▶ _WHAT YOU WILL DO_:
Please print each of the lines below word for word, without the pictures.

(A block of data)
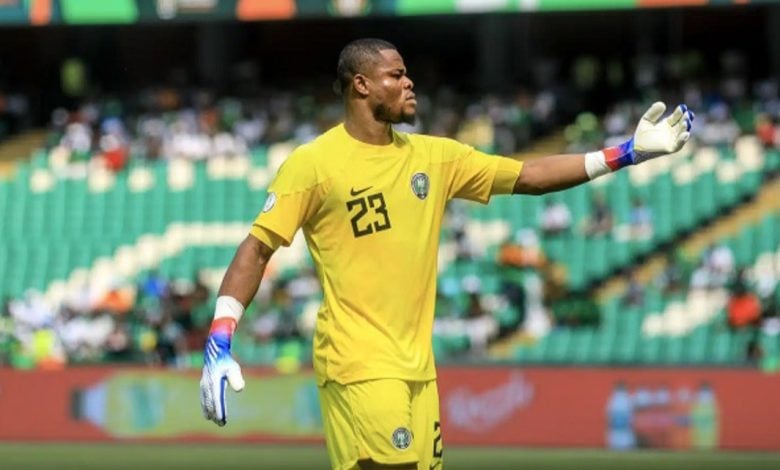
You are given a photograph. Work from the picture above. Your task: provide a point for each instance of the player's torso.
(379, 199)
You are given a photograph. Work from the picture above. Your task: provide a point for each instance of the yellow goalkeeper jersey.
(371, 215)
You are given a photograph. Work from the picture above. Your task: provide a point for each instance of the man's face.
(391, 97)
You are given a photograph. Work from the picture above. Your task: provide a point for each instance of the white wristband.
(228, 307)
(596, 164)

▶ _SOLUTION FOR THIS EXERCISE_:
You are given a photograph. Work from the picture above. Your task: provide a point for each instance of the player's torso.
(379, 199)
You are given a photograph. Work from the picture above. Your task: provide a point for each instance of the yellow goalkeeper jersey.
(371, 215)
You are given a photograph. Work from the picture above. Your task: provide a point for each instance of the man's face.
(391, 97)
You are given a photograph. Work from the picture above. Your task: provide a point for each instance of the white wristband.
(228, 307)
(596, 164)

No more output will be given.